• Prompt: Beginning with the line that contains "Note to the class: find the reflection", extract each line through the end of the listing below, with no additions or omissions.

** start of Provided data **

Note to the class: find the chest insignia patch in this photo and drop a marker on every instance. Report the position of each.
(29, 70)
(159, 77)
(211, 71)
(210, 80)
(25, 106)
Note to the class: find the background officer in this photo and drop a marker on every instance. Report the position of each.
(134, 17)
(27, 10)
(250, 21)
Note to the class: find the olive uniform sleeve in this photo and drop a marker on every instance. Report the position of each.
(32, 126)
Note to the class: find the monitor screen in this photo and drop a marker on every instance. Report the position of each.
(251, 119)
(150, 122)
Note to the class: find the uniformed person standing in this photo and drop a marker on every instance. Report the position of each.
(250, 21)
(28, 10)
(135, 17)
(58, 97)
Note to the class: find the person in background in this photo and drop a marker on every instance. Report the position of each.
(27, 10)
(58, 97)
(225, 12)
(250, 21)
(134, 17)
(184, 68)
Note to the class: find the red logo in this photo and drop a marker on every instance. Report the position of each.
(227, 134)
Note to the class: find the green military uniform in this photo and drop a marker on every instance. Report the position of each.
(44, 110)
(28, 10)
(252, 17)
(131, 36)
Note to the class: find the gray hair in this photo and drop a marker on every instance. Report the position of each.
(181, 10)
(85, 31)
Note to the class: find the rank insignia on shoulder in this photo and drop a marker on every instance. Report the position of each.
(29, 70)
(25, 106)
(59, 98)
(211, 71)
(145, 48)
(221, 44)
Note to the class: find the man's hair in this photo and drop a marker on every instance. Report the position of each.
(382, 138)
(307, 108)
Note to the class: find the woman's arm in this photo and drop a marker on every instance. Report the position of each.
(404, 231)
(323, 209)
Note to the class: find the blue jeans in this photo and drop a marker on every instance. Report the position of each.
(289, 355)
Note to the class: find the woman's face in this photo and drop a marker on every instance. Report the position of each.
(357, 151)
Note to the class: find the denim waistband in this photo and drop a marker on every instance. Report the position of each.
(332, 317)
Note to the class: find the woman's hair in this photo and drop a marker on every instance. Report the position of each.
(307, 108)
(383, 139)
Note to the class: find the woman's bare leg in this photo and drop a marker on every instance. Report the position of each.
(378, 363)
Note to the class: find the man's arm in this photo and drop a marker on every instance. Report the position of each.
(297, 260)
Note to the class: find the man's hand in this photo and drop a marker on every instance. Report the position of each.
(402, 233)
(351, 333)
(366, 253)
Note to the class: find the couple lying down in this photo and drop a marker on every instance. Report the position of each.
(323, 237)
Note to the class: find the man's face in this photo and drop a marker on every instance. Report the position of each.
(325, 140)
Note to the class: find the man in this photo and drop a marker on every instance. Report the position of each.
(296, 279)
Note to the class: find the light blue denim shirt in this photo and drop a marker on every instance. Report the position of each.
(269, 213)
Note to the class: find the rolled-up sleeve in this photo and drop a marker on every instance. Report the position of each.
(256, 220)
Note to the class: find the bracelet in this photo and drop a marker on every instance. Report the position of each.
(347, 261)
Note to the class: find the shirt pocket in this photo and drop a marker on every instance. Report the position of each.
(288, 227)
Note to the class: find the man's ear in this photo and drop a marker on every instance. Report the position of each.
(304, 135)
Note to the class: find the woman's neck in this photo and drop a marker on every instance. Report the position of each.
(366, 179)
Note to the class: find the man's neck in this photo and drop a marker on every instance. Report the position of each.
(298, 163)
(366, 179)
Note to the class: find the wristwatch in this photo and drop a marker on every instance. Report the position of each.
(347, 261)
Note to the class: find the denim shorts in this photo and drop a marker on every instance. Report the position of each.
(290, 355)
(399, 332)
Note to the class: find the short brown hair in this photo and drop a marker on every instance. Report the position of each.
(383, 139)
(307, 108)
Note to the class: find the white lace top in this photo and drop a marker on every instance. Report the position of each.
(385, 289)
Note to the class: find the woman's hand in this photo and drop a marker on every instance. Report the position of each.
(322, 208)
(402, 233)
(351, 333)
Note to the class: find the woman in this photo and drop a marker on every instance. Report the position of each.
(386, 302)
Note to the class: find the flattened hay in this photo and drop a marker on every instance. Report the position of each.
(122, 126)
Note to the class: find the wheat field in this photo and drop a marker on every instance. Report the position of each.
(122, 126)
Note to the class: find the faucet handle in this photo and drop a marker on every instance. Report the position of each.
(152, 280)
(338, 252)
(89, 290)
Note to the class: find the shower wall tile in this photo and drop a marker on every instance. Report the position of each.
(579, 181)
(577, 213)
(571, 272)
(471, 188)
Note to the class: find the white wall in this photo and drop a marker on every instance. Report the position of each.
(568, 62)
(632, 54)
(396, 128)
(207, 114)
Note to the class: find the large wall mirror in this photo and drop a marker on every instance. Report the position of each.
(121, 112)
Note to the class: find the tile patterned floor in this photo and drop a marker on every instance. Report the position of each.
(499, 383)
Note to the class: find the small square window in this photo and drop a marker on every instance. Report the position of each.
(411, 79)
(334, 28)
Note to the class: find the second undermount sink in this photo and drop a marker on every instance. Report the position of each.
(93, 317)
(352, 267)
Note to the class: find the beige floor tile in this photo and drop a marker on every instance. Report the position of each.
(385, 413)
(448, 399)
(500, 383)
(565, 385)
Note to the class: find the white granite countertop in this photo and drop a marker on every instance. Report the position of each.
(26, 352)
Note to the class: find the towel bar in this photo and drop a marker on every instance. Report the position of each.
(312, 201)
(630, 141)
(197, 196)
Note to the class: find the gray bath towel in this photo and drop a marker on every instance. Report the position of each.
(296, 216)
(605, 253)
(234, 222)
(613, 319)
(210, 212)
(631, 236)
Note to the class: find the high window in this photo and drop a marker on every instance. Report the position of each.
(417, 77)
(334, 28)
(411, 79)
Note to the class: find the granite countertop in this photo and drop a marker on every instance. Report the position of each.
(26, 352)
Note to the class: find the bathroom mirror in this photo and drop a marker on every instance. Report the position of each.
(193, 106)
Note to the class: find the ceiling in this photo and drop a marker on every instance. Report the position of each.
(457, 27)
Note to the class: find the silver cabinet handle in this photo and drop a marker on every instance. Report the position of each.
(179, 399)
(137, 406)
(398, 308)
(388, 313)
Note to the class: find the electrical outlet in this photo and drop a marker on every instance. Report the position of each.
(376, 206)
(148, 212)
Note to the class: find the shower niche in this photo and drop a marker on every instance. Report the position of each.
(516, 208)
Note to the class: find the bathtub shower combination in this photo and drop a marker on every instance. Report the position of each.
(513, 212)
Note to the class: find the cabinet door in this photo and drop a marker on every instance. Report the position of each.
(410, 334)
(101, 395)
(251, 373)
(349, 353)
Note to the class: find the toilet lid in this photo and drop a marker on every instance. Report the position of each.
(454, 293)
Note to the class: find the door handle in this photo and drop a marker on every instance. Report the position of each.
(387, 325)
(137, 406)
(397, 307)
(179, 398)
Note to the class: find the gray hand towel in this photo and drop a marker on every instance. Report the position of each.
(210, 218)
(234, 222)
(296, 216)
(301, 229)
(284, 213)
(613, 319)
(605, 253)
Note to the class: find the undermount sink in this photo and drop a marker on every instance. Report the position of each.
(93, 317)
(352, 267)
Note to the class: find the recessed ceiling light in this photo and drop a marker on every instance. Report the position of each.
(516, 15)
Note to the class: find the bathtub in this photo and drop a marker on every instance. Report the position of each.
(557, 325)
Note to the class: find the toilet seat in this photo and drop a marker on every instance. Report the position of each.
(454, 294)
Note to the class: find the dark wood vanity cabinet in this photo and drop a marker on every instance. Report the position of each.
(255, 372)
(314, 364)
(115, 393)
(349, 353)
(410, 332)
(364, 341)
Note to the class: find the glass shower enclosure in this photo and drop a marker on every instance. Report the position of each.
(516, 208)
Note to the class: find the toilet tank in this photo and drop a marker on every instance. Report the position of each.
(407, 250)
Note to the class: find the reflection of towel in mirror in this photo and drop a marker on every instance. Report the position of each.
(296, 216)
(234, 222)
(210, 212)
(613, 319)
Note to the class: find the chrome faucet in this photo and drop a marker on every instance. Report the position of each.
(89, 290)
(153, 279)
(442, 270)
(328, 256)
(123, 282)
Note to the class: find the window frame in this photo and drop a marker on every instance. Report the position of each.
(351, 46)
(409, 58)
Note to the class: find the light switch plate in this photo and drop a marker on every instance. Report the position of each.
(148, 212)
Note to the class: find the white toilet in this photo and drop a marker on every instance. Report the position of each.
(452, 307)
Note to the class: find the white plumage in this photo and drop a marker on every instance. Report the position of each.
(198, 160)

** end of Provided data **

• Final result:
Note to the class: find the reflection of towel in mirror in this photo and drop a marker on every instance. Report the position of each.
(296, 216)
(234, 222)
(210, 212)
(613, 319)
Note to the class: find the chrome faucet in this photo and drop a marker on every instance. Report the position of each.
(89, 290)
(153, 279)
(442, 270)
(328, 256)
(123, 282)
Note to the class: find the window frame in this photo and drop a marker on every instance. Report the position of each.
(351, 46)
(409, 58)
Note to the class: find the light switch plate in this photo and drop a marker on every instance. Report the position of each.
(148, 212)
Note to the class: find the white toilet in this photo and drop a marker on every instance. Report the position of each.
(452, 307)
Note to the class: find the white plumage in this photo and drop a marker on every instance. Report the position of each.
(198, 160)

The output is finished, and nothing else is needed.